• _DOCUMENT PASSAGE_
◇ ◇ ◇

Orlando Rocks

Brightening the city, one stone at a time.

Rafael Rodriguez gripped the small stone bearing an image of a purple butterfly. To him and his family, finding it was like Margie, his wife of 38 years who died in 2013 of cancer, was with them again.

His daughter Marleen Fontanez said her brother-in-law found the stone while they were out for Rodriguez’s birthday. Margie had always loved butterflies, and it was she who had discovered that Fontanez’s daughter Vanessa’s name means butterfly. Now the family sees butterflies everywhere they go.

“It touched him. It made his day. It made all of our day. We took it to my mom’s grave and it’s there in front of her gravestone,” Fontanez says. “I just think it’s so wonderful that people take the time to do this.”

People all over the world are decorating rocks with paint, glitter and markers, hiding them in their neighborhoods or while traveling and then posting about it on designated Facebook pages, often providing clues for other members to find them. The trend has been around for more than a year but administrators for local rock groups say it’s recently picked up great momentum with some adding upward of 20 members daily.

Some rocks bear inspirational messages, such as one with “Stay Sharp” penned next to a drawing of a pencil, which was hidden just before school started in east Orlando. Some are meant to be humorous, such as a light blue rock featuring a toilet paper roll and a word bubble reading “Over, not under…Lol.” Some are meant to be informative, such as one with a picture of an alligator that says, “Don’t feed the gators.”

◇ ◇ ◇

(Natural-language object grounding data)
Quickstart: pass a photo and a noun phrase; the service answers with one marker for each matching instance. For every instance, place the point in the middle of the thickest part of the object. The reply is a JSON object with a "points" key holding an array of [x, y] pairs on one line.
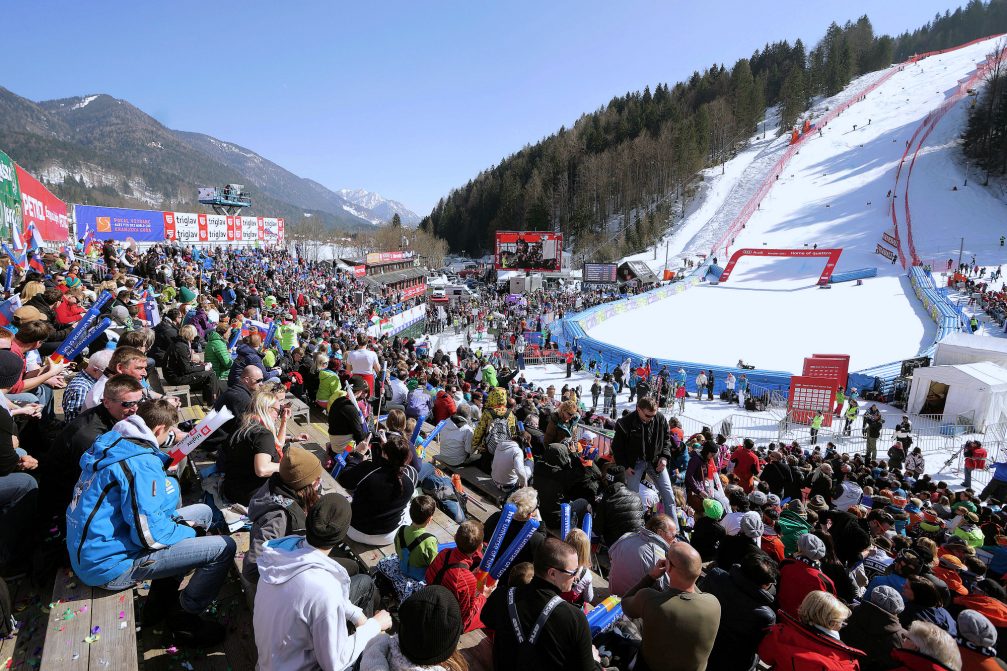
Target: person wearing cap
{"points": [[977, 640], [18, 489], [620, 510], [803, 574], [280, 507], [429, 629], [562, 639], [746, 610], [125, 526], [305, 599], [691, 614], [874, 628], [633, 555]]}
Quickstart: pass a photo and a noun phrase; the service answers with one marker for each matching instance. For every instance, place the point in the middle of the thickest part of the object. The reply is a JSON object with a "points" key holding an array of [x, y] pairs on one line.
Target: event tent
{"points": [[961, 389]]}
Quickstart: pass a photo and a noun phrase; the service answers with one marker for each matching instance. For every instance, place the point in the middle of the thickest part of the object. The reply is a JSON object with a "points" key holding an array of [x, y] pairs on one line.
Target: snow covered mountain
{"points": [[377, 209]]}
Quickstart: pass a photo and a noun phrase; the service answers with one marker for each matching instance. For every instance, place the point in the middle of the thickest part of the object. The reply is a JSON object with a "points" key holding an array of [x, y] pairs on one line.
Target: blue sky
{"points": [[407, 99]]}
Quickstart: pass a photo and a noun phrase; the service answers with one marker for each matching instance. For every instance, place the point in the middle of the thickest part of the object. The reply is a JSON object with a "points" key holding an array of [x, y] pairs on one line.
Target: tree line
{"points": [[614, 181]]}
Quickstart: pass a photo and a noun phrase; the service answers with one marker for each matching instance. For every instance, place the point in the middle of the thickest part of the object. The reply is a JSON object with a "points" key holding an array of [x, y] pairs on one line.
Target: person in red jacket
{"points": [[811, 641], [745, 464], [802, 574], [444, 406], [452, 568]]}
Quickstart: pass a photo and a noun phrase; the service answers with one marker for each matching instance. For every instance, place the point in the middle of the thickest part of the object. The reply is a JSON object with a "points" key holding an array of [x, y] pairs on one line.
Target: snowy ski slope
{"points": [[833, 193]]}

◇ ◇ ◇

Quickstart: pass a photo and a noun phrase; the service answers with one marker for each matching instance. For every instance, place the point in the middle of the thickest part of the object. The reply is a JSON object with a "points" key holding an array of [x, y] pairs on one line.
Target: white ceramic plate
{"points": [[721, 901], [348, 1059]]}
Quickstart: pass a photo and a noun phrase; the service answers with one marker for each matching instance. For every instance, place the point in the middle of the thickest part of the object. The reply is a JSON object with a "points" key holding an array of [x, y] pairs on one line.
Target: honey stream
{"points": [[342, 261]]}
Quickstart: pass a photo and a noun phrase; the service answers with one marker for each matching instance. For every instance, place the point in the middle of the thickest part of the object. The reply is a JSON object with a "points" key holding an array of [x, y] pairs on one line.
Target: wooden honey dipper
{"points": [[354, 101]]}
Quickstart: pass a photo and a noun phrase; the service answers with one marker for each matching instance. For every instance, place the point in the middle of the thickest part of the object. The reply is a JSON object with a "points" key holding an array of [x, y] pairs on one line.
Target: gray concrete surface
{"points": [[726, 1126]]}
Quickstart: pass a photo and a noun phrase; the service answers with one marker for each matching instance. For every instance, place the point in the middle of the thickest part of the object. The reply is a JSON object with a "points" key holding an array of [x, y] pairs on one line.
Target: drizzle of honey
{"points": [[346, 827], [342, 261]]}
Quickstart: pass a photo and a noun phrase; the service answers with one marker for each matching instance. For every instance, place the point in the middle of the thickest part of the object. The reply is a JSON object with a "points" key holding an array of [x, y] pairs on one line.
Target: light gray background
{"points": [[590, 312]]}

◇ ◇ ◇

• _EXERCISE SET_
1 > According to the Orlando Rocks article, why did finding the stone with the purple butterfly feel to Rodriguez's family as if Margie were with them again?
2 > Rename "stone" as "rock" in the stretch of the Orlando Rocks article from "Orlando Rocks" through "with them again.", and give that stretch.

• _YOUR WRITTEN ANSWERS_
1 > Margie had always loved butterflies, and she was the one who discovered that her granddaughter Vanessa's name means butterfly.

2 >
Orlando Rocks

Brightening the city, one rock at a time.

Rafael Rodriguez gripped the small rock bearing an image of a purple butterfly. To him and his family, finding it was like Margie, his wife of 38 years who died in 2013 of cancer, was with them again.